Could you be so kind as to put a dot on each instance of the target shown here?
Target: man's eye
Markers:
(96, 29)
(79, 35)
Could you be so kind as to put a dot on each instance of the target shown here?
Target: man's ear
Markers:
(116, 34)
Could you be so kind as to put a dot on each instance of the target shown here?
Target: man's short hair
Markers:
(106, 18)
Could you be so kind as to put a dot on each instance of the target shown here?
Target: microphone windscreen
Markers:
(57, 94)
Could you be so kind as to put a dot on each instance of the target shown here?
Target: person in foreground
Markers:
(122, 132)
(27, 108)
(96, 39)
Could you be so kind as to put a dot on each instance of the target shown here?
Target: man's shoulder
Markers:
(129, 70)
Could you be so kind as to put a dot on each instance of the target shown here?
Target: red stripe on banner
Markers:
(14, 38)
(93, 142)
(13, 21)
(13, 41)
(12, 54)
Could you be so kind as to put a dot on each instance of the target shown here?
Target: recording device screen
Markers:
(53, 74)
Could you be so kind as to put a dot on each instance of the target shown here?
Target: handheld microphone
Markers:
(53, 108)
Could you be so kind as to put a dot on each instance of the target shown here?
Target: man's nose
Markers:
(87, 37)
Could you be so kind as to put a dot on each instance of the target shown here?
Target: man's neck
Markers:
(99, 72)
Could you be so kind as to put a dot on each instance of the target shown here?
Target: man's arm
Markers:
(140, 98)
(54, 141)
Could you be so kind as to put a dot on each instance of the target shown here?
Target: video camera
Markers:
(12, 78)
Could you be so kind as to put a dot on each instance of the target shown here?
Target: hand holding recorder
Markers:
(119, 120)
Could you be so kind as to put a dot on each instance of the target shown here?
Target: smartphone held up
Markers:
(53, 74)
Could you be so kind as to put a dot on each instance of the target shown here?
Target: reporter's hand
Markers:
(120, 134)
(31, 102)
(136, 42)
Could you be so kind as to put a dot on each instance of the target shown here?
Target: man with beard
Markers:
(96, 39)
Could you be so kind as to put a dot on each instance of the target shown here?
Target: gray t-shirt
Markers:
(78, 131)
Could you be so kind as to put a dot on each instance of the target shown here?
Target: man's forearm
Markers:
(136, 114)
- - - - - - -
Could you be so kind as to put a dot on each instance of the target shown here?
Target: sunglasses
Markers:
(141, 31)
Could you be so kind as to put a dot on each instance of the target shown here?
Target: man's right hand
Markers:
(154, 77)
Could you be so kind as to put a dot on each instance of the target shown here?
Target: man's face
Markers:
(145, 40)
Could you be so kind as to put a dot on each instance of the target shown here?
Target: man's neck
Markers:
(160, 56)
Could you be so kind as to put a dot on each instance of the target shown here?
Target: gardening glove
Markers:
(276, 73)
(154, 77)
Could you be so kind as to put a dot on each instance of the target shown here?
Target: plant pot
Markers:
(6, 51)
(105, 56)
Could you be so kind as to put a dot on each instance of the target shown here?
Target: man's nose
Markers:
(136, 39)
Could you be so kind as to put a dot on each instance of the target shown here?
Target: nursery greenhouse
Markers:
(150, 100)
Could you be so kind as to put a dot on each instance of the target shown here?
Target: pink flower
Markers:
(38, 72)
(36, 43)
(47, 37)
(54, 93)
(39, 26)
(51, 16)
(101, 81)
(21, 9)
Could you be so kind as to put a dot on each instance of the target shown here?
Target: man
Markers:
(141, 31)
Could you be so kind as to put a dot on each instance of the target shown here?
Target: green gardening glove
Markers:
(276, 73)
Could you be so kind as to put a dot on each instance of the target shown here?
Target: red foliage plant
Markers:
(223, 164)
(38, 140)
- - - - - - -
**What to do:**
Extract each line of the items above that contains the word "gardening". A match counts only if its capitalization is the same.

**Output of the exercise:**
Target: gardening glove
Target: green gardening glove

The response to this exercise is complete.